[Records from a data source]

————————

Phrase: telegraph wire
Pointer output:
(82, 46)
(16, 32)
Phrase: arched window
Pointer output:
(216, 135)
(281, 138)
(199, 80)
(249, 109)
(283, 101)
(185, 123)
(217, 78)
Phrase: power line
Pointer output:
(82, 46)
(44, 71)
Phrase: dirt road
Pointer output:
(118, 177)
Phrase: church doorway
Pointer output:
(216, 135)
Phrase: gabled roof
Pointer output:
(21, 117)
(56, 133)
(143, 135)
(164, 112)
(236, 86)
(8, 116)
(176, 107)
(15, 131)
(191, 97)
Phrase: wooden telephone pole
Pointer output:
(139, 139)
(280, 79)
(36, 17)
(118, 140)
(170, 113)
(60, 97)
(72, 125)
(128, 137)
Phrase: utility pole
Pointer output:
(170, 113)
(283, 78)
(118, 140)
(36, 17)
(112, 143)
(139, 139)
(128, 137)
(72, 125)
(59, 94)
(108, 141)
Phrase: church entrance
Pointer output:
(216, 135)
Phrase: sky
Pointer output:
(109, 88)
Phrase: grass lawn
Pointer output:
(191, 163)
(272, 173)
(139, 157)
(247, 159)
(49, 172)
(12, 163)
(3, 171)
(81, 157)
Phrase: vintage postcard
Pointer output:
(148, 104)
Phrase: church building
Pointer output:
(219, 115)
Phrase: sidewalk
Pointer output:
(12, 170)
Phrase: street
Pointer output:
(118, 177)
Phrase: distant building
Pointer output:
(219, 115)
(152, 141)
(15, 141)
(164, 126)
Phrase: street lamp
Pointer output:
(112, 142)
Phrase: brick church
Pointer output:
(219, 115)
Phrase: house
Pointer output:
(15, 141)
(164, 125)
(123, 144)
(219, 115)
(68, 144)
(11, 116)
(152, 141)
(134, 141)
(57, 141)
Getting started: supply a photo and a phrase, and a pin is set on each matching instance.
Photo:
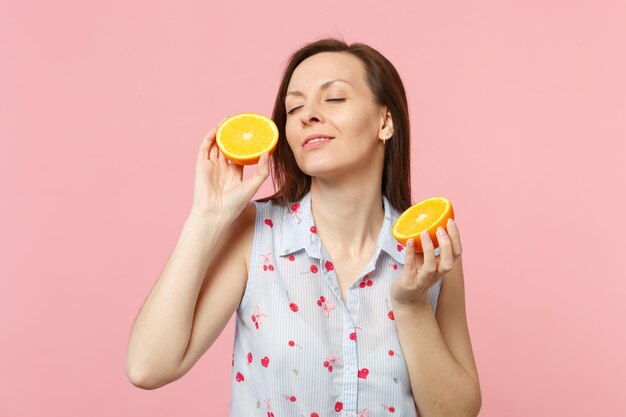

————————

**What you will do**: An acceptable answer holds exactly the lines from the one with "Phrase: house" through the end of the entries above, both ends kept, and no pictures at all.

**Solution to this problem**:
Phrase: house
Pointer output:
(15, 141)
(164, 125)
(123, 144)
(219, 115)
(68, 144)
(11, 116)
(152, 141)
(134, 141)
(57, 141)
Getting started: supply a photo and a phrase, and a pin is set on each matching instance.
Photo:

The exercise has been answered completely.